EXERCISE DATA.
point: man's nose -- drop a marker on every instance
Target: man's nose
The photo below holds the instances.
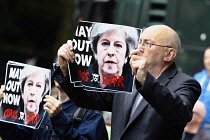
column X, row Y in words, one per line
column 111, row 50
column 33, row 91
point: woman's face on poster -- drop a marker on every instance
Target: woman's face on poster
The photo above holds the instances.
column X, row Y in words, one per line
column 33, row 91
column 111, row 51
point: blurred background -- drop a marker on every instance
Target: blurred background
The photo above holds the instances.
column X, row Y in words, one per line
column 31, row 31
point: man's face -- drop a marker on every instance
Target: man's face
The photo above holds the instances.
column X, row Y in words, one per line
column 155, row 54
column 111, row 50
column 207, row 59
column 33, row 90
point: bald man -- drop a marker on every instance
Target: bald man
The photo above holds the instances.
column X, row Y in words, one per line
column 193, row 130
column 162, row 100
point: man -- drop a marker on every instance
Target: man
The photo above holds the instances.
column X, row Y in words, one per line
column 57, row 123
column 203, row 78
column 193, row 130
column 162, row 100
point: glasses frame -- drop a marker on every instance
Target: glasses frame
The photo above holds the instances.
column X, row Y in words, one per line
column 153, row 44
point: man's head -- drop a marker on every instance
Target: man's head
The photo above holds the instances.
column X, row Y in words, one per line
column 160, row 45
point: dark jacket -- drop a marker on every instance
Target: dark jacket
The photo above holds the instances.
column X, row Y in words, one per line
column 162, row 114
column 201, row 135
column 92, row 127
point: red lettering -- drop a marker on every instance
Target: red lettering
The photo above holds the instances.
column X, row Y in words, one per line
column 112, row 80
column 31, row 117
column 83, row 75
column 11, row 113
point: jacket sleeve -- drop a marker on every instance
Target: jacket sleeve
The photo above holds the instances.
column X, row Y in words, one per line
column 82, row 98
column 173, row 101
column 91, row 127
column 10, row 131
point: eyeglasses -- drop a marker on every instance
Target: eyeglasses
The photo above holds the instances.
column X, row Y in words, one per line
column 147, row 45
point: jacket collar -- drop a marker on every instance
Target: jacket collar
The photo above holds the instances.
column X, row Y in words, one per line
column 164, row 79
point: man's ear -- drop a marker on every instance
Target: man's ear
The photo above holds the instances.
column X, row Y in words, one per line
column 170, row 54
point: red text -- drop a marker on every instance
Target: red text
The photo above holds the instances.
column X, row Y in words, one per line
column 112, row 80
column 11, row 113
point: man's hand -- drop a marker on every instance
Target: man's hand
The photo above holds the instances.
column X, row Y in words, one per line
column 65, row 55
column 138, row 65
column 52, row 105
column 2, row 91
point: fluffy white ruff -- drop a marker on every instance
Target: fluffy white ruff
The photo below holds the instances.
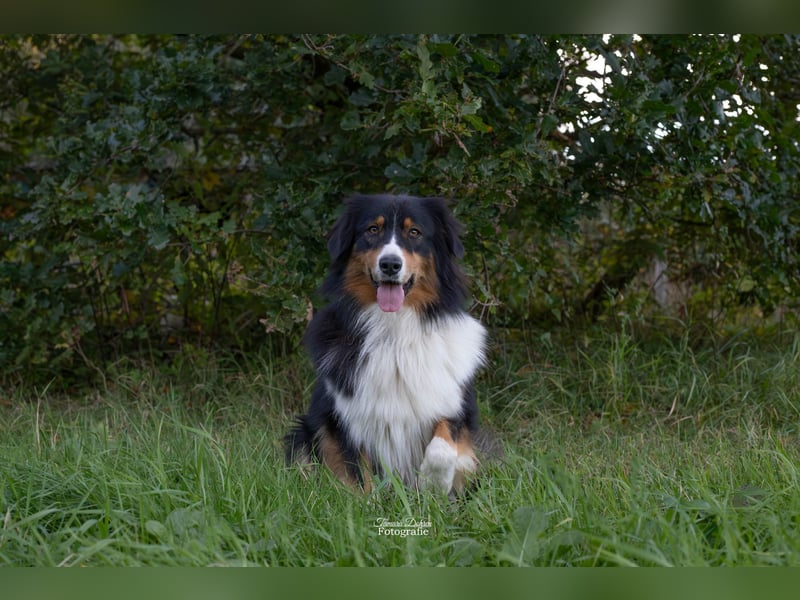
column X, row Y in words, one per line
column 411, row 374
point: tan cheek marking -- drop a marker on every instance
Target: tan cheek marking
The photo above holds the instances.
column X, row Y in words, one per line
column 357, row 281
column 426, row 285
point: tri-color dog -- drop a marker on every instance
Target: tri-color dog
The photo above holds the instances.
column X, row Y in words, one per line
column 395, row 352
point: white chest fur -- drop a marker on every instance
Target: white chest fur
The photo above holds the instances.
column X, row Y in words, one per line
column 411, row 374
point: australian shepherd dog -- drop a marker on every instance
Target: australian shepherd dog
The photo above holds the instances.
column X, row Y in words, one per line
column 395, row 352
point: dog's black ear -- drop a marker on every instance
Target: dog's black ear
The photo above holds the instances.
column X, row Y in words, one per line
column 342, row 235
column 450, row 227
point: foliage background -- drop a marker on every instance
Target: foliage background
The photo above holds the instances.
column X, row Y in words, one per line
column 168, row 195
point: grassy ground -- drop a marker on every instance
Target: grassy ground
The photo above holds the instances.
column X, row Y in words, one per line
column 618, row 452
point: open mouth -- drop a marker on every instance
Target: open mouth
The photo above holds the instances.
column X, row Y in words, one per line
column 390, row 294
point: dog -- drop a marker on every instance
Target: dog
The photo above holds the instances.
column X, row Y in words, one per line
column 395, row 352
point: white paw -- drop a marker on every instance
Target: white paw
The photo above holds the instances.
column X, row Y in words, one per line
column 439, row 465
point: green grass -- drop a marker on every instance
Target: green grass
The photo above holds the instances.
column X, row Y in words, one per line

WHAT THE TASK ASKS. Each line holding the word "jacket" must be copied from the data.

ANSWER SECTION.
point: dark jacket -- drop a marker on every instance
Target: dark jacket
point: jacket sleeve -- drop a marker on every instance
Target: jacket sleeve
point: jacket collar -- drop a marker on every instance
Target: jacket collar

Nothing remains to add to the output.